WORK INSTRUCTION:
Repeat the lines from the line with "post shown above." to the line with "Target: pine tree" in the listing below, keeping both end lines and adding nothing.

MATERIAL FOR THE TASK:
===============

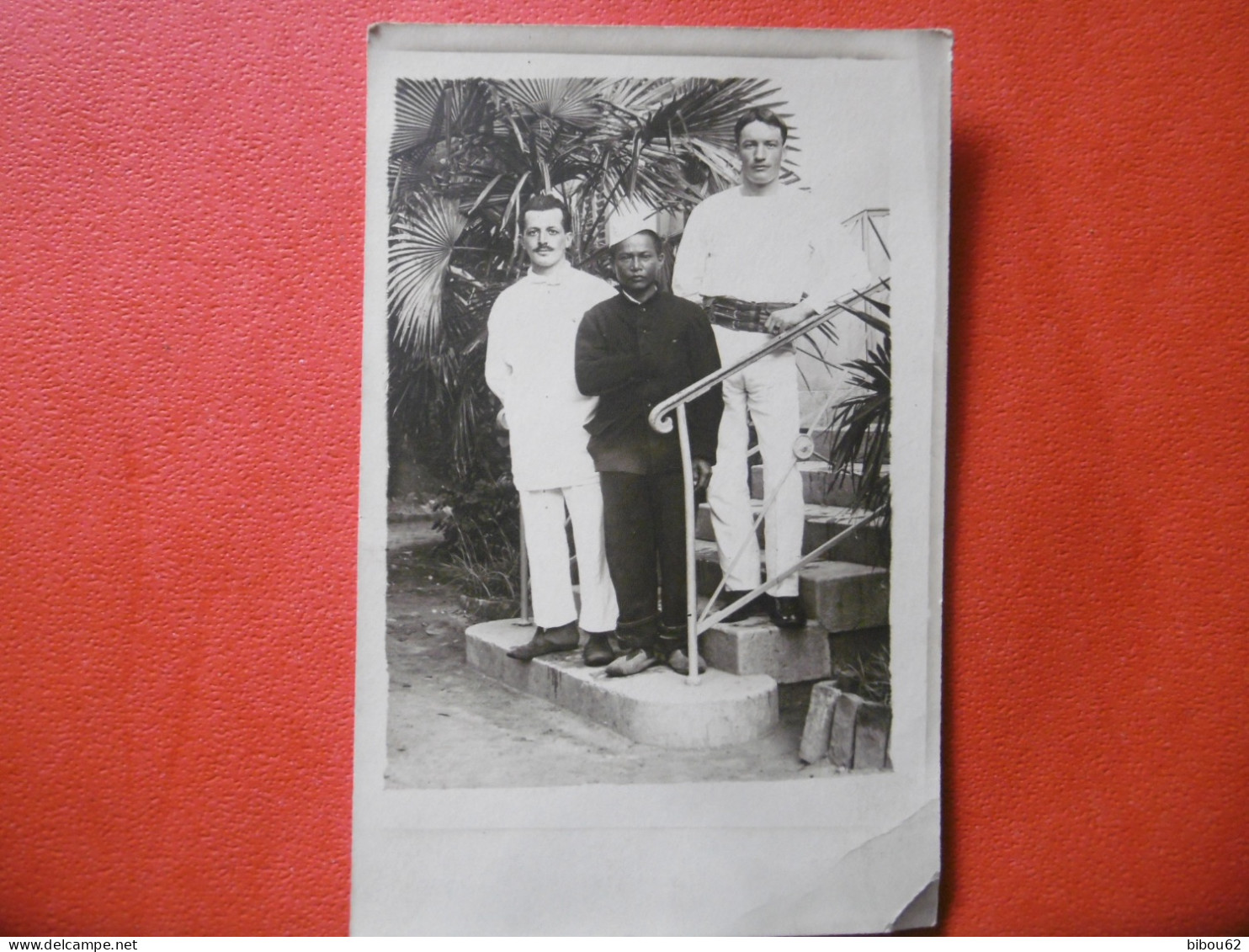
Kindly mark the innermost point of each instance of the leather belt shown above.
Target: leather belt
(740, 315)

===============

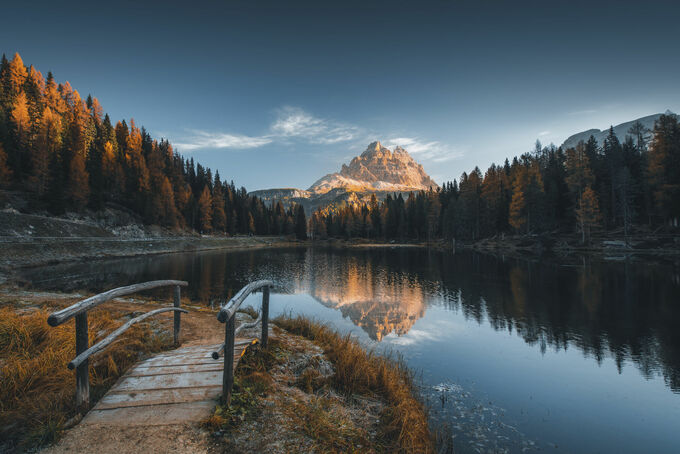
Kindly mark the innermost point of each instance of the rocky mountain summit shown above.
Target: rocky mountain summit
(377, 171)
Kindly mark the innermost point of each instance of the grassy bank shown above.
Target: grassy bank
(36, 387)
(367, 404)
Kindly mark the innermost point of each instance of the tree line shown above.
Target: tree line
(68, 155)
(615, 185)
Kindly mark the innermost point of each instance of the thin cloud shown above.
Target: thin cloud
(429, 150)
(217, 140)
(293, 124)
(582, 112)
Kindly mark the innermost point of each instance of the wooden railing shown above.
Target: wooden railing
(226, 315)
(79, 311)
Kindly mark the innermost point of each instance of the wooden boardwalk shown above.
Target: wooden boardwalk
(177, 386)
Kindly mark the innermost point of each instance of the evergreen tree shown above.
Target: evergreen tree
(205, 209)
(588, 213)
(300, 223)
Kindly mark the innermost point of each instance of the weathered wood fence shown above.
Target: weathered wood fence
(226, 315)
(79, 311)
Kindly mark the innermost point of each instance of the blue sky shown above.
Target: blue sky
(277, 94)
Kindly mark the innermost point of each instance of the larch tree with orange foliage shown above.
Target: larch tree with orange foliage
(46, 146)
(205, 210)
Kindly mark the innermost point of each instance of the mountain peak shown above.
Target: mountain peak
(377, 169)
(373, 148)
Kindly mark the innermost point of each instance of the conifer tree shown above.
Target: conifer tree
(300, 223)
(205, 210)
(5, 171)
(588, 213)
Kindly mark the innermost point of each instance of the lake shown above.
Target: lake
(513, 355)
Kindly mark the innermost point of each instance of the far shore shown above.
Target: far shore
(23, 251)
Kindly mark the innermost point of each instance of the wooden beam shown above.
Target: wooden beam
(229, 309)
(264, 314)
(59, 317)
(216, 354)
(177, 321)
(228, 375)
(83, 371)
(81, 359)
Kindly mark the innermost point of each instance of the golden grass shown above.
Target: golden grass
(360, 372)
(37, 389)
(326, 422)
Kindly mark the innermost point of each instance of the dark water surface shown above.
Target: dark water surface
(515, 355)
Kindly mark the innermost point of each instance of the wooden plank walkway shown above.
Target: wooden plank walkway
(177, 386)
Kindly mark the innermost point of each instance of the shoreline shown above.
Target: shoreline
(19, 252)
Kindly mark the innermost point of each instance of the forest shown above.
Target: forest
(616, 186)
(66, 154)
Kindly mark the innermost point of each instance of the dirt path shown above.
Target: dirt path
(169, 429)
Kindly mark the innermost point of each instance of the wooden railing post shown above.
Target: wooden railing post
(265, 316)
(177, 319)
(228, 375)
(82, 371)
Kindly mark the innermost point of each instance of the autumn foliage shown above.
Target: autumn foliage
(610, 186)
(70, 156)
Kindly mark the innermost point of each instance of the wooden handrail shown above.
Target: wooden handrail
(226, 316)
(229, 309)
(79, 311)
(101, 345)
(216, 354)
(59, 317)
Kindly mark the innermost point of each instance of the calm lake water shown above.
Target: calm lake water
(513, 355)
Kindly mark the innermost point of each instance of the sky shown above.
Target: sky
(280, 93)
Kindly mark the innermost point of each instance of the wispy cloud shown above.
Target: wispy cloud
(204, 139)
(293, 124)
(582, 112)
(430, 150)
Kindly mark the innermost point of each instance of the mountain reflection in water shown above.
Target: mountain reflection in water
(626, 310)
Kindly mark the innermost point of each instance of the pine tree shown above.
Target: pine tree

===============

ANSWER BELOW:
Kindly mark the innermost point of each instance of the wooden railing post shown above.
Target: wooden railing post
(265, 316)
(177, 319)
(228, 375)
(82, 371)
Kindly mark the innermost point of each instance of the autumn foliage shown above.
Target: autumn foliage
(610, 186)
(70, 156)
Kindly mark the innermost point of each instance of the wooden handrail shown above.
Target: wooden handrail
(226, 316)
(229, 309)
(79, 311)
(101, 345)
(216, 354)
(59, 317)
Kindly mark the innermost point of each instance of the calm lake water shown above.
Target: calm lake water
(513, 355)
Kindly mark the innermost point of each instance of the sky shown above.
Target: sky
(280, 93)
Kindly mark the innermost point of each instance of the wispy cloud shown above.
Target: wispy cloud
(204, 139)
(293, 124)
(582, 112)
(430, 150)
Kindly mark the innermost point of each instance of the mountain reflection in water shown above.
Target: mountain reflection in water
(626, 310)
Kindly mark the innermost point of each instance of the pine tree shown above.
Target: pine tree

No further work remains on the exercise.